- **Extracto del documento**:
Los significados implícitos en El descenso de Ishtar fueron mucho más claros y elementales que los del texto original sumerio, hasta el punto de que algunos autores han hablado de trivialización, promiscuidad y vulgarización de la figura femenina del mito semítico, que orientaba sus significados hacia la sexualidad y la fertilidad; «lo que resultaba más sentimental y asimilable, pero indicaba hasta qué punto el aspecto profundo de Inanna se había perdido ya cuando se llevó a cabo esta nueva versión». Es decir, la diferencia más evidente venía determinada en la narración acadia por el hecho de que la desaparición de Ishtar no se presentaba como «un asunto de familia entre los dioses», como ocurría con la desaparición de Inanna, sino como una catástrofe cósmica de insospechadas consecuencias: «Su ausencia ponía término al celo y al amor físico de los que ella era patrona y, como consecuencia de ello, se detenía la posibilidad de que se produjeran nacimientos, con lo que comprometía, de golpe, el funcionamiento del sistema de producción de bienes que los dioses necesitaban».

Una vez que Ishtar [hubo sido retenida en el Infierno], / Ningún toro volvió a cubrir a ninguna otra vaca, /Ni ningún asno fecundó a ninguna otra burra, / Ni ningún hombre preñó de buen grado a ninguna otra mujer. / ¡Cada uno dormía solo en su habitación, / y cada una se acostaba aparte!

- **Tarea a realizar**: Según el extracto del documento, ¿cómo se presentaba la desaparición de Ishtar en la narración acadia?

- **Entradas mostradas**:
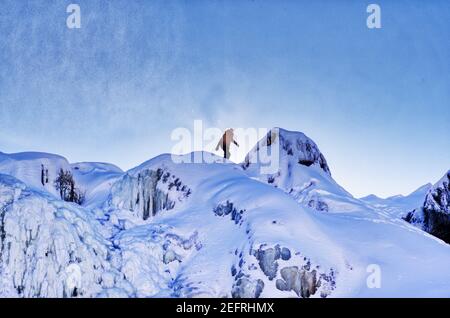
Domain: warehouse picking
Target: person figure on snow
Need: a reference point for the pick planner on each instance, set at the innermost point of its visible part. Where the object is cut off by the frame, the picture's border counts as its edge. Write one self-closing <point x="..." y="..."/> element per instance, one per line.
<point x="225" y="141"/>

--

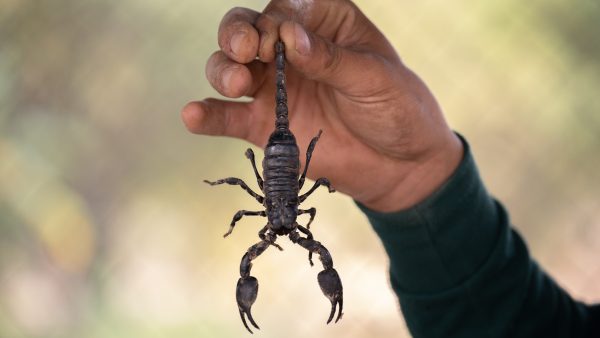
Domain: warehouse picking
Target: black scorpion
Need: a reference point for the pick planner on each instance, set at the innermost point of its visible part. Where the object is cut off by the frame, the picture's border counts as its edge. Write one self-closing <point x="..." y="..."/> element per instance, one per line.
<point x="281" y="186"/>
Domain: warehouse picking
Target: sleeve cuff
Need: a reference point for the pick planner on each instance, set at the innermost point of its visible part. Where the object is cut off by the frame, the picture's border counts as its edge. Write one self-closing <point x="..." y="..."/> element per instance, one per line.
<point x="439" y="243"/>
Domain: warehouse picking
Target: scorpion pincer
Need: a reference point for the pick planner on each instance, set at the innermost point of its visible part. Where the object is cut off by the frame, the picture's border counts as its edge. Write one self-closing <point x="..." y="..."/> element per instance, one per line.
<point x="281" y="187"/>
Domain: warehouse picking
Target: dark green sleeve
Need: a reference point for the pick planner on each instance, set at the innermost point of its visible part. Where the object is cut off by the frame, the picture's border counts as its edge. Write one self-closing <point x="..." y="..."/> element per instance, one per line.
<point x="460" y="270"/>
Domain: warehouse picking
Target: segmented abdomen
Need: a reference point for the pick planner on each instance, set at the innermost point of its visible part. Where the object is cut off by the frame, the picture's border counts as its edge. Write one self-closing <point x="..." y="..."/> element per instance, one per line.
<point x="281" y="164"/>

==

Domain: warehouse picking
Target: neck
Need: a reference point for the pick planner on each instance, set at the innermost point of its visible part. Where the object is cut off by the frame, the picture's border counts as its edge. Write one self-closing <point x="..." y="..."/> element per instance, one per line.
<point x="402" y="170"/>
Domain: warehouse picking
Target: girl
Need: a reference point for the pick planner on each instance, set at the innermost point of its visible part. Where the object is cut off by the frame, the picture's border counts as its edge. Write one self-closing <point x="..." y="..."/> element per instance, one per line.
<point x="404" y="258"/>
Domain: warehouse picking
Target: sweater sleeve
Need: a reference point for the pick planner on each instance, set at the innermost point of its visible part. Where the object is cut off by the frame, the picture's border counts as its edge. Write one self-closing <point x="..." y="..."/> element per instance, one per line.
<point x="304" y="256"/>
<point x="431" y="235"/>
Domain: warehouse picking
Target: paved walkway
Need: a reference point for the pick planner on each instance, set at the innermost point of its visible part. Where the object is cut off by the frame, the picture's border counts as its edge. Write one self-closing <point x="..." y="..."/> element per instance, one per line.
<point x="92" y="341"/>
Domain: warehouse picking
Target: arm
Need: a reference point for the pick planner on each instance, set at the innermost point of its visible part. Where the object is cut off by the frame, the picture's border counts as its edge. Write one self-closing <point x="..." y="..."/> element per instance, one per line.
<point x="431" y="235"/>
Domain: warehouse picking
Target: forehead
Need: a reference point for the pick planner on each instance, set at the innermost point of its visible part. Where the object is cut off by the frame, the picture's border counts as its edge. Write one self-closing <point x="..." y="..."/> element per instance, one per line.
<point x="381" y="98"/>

- **Resultado obtenido**: Se presentaba como una catástrofe cósmica de insospechadas consecuencias.